What the task asks → Put every line of the rows below into a JSON list of strings, one string per line, with blank lines left out.

Dataset content →
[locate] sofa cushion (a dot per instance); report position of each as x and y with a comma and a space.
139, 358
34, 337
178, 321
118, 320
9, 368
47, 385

Answer to the task →
[
  "[locate] sofa cushion (a dot per instance); report position of each as x and y with a comma and a space.",
  "139, 358",
  "34, 337",
  "178, 321",
  "118, 320",
  "9, 368",
  "47, 385"
]